## Source:

▶

In “American Ride,” he outlined the contradictory dangers of a liberal-permissive society — “Don’t get busted singing Christmas carols,” he cautioned — but summoned little of the sneering assurance for which he’s known. Later, he took no joy in the alpha-male villainy of “Get Out of My Car,” in which he tells his passenger: “Get out of your clothes or get out of my car.” Keith lighted up briefly while describing a bit of record-company friction he encountered over “Does That Blue Moon Ever Shine on You,” a schmaltzy piano ballad he sang Saturday with an appealing drunk-uncle-at-a-wedding quality. But that dispute had occurred in 1995, he said — ancient kindling for a fire in need of fresher fuel.

In a way, there was something admirable about Keith’s low-affect delivery here. Provided he’s grown bored with being country’s bad guy — as several songs on last year’s “Bullets in the Gun” suggested — it’s exactly his style to let his audience know; for him, a commitment to the truth may in the end outweigh the demands of entertainment. But if Toby Keith isn’t a troublemaker, what is he?

◀

## Data provided:
▶

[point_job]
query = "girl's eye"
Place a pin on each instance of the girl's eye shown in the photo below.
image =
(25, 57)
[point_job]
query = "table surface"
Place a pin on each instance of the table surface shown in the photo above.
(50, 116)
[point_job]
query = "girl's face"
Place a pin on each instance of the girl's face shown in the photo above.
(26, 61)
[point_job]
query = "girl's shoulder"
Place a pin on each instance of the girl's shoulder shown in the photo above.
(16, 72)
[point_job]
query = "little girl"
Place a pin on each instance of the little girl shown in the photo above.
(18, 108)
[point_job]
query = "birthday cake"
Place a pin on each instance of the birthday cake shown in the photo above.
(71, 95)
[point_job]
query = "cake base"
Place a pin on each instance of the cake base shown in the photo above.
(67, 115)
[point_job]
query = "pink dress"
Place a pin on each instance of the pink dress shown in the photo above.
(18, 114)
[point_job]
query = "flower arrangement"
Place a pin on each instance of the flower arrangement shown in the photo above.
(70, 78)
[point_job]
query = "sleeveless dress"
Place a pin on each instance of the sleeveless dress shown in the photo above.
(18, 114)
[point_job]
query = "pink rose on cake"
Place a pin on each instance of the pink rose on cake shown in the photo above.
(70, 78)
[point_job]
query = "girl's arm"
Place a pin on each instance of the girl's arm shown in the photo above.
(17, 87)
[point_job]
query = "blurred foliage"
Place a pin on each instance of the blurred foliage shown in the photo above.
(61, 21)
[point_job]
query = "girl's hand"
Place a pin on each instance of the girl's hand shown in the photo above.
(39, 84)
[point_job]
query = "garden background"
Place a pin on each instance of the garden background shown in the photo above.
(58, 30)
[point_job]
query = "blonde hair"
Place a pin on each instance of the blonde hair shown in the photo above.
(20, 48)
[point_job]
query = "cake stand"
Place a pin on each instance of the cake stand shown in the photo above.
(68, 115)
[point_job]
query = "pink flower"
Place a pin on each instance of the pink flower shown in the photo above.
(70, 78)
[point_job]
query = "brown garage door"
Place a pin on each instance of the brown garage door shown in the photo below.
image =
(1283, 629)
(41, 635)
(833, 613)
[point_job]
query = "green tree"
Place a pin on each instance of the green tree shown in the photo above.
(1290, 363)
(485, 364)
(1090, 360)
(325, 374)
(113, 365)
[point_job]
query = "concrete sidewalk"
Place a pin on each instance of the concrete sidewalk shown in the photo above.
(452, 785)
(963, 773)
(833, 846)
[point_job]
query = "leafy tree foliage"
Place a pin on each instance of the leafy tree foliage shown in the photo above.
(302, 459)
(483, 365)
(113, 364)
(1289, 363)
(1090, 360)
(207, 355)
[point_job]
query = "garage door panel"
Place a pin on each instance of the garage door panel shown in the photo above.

◀

## Task statement:
Please extend the Toby Keith concert review at the top of the page by writing what comes after its final sentence, not the data.

## Written answer:
The headliner’s lack of determination was only accentuated by Church’s vehement opening performance, which climaxed when he attached a few verses of Hank Williams Jr.’s “A Country Boy Can Survive” to “Homeboy,” Church’s hit about the honor of small-town life. Like plenty of Keith’s older songs, “Homeboy” presses cultural-sensitivity buttons; its narrator’s younger brother has moved to the city and become a caricature of a hip-hop fan, a transition Church depicts rather dubiously.

Where Keith appeared uninterested in the complexities of his material, though, Church seemed emboldened by his. Propelled further still by the voices of his fans singing along, Church’s redneck song sounded a bit like an anthem.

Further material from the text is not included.